• Extract to read
++++++

Sunday, July 3, 2016

Paracetamol or acetaminophen consumption during pregnancy risk having an autistic child or kids with ADHD

Paracetamol, Acetaminophen, prenatal, pregnant

Paracetamol, Acetaminophen, prenatal, pregnant


Paracetamol, also known as acetaminophen or APAP, is a medication used to treat pain and fever. It is usually used for mild to moderate pain. According to a new study, taking paracetamol or acetaminophen during pregnancy is linked to autism and ADHD in children.

Their study also showed that exposure to paracetamol while pregnant raises the risk of autism spectrum diseases more in boys and it was associated with higher rates of ADHD in both male and female.

“The male brain may be more vulnerable to harmful influences during early life. Our differing gender results suggest that androgenic endocrine disruption, to which male brains could be more sensitive, may explain the association,” lead author Claudia Avella-Garcia, researcher at Centre for Research in Environmental Epidemiology (CREAL), a Spanish research organization.

The study also suggests that children who are regularly exposed to the common medicine while in the womb were more likely to show signs of both conditions.

Persistently exposed children in particular showed poorer performance in attention, impulsivity and visual speed processing. The children who were exposed to the medicine were at higher risk of hyperactivity or impulsivity symptoms at age 5.

“It can also affect the development of the immune system, or be directly toxic to some foetuses that may not have the same capacity as an adult to metabolise this drug, or by creating oxidative stress,” noted Jordi Julvez, one of the researchers from CREAL.

++++++

• Given data

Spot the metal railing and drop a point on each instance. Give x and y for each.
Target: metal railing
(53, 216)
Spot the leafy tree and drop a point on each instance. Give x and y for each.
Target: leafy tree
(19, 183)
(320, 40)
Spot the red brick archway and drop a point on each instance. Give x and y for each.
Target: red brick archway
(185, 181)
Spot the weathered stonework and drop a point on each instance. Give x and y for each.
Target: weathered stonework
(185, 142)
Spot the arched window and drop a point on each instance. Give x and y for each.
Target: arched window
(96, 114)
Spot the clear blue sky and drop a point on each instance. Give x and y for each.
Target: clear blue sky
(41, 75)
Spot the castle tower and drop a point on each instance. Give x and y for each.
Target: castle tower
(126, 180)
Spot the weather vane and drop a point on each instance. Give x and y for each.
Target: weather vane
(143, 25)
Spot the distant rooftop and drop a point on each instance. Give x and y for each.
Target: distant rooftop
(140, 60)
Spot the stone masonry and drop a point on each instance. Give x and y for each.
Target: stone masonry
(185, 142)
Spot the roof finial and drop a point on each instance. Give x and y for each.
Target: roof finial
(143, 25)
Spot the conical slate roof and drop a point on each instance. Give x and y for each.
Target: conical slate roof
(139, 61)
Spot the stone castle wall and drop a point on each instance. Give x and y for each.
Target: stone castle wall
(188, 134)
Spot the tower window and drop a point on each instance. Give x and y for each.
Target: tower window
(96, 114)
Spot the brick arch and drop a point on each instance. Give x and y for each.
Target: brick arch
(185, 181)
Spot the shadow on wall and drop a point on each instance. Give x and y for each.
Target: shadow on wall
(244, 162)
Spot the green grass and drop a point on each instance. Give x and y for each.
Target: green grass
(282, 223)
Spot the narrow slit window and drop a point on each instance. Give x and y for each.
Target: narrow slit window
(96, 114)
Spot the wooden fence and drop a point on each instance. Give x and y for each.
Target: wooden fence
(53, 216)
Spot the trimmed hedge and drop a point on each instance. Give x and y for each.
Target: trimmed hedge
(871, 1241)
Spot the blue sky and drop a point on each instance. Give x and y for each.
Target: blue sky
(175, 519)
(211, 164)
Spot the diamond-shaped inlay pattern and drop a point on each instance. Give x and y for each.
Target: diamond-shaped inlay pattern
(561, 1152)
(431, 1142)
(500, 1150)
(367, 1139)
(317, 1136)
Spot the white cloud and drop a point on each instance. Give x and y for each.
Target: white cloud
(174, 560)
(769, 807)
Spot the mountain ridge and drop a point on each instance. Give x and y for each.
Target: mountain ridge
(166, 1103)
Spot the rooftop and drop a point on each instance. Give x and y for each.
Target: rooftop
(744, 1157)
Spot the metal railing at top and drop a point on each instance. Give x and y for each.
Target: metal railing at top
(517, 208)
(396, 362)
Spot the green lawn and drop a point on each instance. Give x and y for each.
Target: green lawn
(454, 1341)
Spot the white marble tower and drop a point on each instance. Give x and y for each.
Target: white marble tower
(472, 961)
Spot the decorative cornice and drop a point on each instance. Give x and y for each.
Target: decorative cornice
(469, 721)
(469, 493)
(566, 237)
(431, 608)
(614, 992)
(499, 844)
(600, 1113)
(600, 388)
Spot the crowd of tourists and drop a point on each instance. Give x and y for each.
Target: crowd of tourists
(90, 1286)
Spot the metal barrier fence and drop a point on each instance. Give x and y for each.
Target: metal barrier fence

++++++

• What is being asked
Copy out the entire post about paracetamol use during pregnancy word for word. The listing has no connection to the post about paracetamol in pregnancy.

• Solution to this task
Sunday, July 3, 2016

Paracetamol or acetaminophen consumption during pregnancy risk having an autistic child or kids with ADHD

Paracetamol, Acetaminophen, prenatal, pregnant

Paracetamol, Acetaminophen, prenatal, pregnant


Paracetamol, also known as acetaminophen or APAP, is a medication used to treat pain and fever. It is usually used for mild to moderate pain. According to a new study, taking paracetamol or acetaminophen during pregnancy is linked to autism and ADHD in children.

Their study also showed that exposure to paracetamol while pregnant raises the risk of autism spectrum diseases more in boys and it was associated with higher rates of ADHD in both male and female.

“The male brain may be more vulnerable to harmful influences during early life. Our differing gender results suggest that androgenic endocrine disruption, to which male brains could be more sensitive, may explain the association,” lead author Claudia Avella-Garcia, researcher at Centre for Research in Environmental Epidemiology (CREAL), a Spanish research organization.

The study also suggests that children who are regularly exposed to the common medicine while in the womb were more likely to show signs of both conditions.

Persistently exposed children in particular showed poorer performance in attention, impulsivity and visual speed processing. The children who were exposed to the medicine were at higher risk of hyperactivity or impulsivity symptoms at age 5.

“It can also affect the development of the immune system, or be directly toxic to some foetuses that may not have the same capacity as an adult to metabolise this drug, or by creating oxidative stress,” noted Jordi Julvez, one of the researchers from CREAL.